* Start *

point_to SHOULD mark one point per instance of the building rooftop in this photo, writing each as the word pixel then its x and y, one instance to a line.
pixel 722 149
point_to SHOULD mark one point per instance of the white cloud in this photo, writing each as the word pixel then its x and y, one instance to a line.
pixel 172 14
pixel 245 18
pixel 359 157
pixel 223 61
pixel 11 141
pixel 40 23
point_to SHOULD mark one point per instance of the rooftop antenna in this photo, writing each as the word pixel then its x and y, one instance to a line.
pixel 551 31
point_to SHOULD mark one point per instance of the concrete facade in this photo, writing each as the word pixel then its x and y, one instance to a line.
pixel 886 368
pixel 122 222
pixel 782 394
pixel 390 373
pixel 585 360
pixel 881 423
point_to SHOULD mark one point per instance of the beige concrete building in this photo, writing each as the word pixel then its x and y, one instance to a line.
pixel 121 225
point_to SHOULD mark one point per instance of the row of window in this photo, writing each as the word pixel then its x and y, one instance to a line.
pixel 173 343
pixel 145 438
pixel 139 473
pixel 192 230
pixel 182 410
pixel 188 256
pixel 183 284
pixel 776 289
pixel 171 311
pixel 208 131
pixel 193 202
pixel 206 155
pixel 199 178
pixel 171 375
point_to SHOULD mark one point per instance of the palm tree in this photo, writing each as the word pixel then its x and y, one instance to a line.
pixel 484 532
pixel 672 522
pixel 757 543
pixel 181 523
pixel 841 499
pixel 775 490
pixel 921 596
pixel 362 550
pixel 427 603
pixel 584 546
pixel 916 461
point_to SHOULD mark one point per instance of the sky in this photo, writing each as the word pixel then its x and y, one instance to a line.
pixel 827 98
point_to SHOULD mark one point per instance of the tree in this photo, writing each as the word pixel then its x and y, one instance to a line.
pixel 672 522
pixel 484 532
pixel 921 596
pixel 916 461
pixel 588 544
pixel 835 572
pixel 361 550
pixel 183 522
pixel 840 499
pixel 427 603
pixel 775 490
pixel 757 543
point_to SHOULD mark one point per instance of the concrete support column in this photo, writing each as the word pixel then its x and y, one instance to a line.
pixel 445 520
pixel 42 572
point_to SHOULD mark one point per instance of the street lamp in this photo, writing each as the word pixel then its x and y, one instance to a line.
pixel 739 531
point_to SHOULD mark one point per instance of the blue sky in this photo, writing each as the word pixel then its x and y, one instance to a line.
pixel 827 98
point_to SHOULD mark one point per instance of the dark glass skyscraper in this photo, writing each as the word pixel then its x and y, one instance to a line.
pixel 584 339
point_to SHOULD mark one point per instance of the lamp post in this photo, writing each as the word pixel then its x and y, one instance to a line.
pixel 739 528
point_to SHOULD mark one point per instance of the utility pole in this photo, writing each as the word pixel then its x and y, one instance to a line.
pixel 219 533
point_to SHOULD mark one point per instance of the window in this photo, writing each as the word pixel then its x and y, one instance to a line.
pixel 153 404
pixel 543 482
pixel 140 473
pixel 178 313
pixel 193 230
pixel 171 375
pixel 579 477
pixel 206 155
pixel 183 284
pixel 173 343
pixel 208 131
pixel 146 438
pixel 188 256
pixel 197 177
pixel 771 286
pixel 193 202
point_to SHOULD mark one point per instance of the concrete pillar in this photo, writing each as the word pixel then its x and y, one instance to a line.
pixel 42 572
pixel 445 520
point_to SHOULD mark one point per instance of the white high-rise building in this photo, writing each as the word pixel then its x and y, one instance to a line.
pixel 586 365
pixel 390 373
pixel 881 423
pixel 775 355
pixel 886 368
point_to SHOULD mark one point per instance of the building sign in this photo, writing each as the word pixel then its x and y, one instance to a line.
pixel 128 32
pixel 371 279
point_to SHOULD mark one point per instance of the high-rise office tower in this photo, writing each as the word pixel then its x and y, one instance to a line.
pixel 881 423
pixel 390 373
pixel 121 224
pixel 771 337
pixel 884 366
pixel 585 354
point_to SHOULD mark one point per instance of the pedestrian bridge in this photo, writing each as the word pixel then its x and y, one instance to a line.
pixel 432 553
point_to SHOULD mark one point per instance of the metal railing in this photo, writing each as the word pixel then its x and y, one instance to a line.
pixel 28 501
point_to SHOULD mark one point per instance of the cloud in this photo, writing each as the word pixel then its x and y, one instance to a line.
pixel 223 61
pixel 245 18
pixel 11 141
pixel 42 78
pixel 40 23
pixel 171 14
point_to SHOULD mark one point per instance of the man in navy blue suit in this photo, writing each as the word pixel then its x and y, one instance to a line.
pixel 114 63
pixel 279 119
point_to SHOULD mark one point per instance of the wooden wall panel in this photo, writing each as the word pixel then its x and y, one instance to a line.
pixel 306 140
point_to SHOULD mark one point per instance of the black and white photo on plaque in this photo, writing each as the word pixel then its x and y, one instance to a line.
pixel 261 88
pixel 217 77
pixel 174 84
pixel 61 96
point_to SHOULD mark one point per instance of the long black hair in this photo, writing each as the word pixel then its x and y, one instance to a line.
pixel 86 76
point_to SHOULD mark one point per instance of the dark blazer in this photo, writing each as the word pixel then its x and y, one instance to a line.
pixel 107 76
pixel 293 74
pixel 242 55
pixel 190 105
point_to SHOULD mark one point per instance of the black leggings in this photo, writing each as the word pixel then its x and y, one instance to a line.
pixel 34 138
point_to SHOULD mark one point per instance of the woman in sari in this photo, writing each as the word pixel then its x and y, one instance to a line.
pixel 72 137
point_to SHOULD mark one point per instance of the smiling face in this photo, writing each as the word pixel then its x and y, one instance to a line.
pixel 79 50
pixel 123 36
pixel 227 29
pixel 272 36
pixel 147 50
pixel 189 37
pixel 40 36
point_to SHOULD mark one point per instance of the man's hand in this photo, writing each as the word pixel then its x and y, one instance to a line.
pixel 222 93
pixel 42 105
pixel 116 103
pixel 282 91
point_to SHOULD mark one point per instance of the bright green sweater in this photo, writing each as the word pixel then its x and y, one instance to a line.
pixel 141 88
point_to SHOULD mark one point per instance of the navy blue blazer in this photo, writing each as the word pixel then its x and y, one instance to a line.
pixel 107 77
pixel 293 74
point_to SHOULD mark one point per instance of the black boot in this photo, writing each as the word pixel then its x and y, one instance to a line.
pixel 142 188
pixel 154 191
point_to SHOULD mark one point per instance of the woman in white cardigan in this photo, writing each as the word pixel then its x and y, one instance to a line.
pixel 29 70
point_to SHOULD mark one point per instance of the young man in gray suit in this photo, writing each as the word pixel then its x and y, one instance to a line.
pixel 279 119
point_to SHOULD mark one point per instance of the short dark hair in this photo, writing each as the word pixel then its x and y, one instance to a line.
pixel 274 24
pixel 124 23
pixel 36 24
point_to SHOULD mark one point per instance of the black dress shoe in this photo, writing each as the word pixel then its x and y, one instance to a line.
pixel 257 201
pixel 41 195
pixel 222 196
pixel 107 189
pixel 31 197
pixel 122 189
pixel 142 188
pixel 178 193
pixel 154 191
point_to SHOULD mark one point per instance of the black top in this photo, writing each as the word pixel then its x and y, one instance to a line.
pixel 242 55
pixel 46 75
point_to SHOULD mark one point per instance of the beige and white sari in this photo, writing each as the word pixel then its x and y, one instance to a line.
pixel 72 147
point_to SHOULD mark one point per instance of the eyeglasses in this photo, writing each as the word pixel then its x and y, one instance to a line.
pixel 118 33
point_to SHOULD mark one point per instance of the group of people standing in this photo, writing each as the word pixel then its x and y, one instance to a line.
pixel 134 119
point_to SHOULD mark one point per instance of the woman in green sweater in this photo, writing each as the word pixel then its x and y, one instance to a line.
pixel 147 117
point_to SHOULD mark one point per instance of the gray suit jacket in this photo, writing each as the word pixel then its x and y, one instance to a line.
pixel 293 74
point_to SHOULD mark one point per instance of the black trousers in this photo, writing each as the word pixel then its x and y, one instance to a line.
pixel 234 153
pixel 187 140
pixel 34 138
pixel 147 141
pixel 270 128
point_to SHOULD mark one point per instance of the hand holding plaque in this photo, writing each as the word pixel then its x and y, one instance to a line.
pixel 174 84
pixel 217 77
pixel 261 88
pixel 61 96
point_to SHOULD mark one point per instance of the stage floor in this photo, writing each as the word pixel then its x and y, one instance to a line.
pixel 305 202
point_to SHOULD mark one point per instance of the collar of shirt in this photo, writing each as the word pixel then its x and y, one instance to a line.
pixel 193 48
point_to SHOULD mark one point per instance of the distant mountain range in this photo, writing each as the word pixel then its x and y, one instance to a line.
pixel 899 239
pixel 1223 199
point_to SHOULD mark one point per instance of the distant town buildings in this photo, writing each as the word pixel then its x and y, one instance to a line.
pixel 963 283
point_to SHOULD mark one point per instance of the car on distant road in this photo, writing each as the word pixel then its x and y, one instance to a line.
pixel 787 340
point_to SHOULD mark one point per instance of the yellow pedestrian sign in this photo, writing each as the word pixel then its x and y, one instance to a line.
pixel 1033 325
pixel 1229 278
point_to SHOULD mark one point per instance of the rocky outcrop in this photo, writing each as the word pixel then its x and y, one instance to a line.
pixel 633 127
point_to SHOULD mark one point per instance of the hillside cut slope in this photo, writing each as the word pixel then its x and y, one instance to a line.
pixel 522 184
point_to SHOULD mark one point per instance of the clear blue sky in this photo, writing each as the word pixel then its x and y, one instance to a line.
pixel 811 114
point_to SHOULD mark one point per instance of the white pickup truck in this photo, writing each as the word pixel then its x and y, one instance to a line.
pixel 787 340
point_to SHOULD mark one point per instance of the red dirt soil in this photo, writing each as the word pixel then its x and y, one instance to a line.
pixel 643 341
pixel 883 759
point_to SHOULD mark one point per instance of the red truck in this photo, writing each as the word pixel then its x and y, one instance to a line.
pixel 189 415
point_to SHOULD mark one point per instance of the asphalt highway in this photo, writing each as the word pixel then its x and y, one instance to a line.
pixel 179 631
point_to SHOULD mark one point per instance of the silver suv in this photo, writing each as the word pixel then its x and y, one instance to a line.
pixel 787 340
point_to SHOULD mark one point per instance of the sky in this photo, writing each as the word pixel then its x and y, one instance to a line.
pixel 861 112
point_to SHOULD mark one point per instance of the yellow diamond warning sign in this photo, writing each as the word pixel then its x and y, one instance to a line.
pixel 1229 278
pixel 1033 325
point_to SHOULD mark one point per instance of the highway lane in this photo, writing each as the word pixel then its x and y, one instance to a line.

* End *

**TASK PROMPT**
Copy the items word for word, beginning with the first line of the items and stopping after the line that contains "pixel 551 31".

**FINISHED EXERCISE**
point_to SHOULD mark one point per instance of the building rooftop in this photo, writing each as the word pixel then its x and y, one instance to a line.
pixel 722 149
point_to SHOULD mark one point per instance of the white cloud in this photo, writing each as the word pixel then its x and y, one instance to a line.
pixel 172 14
pixel 245 18
pixel 359 157
pixel 223 61
pixel 11 141
pixel 40 23
point_to SHOULD mark one point per instance of the rooftop antenna in this photo, writing each as the word pixel then its x and y, one instance to a line.
pixel 551 31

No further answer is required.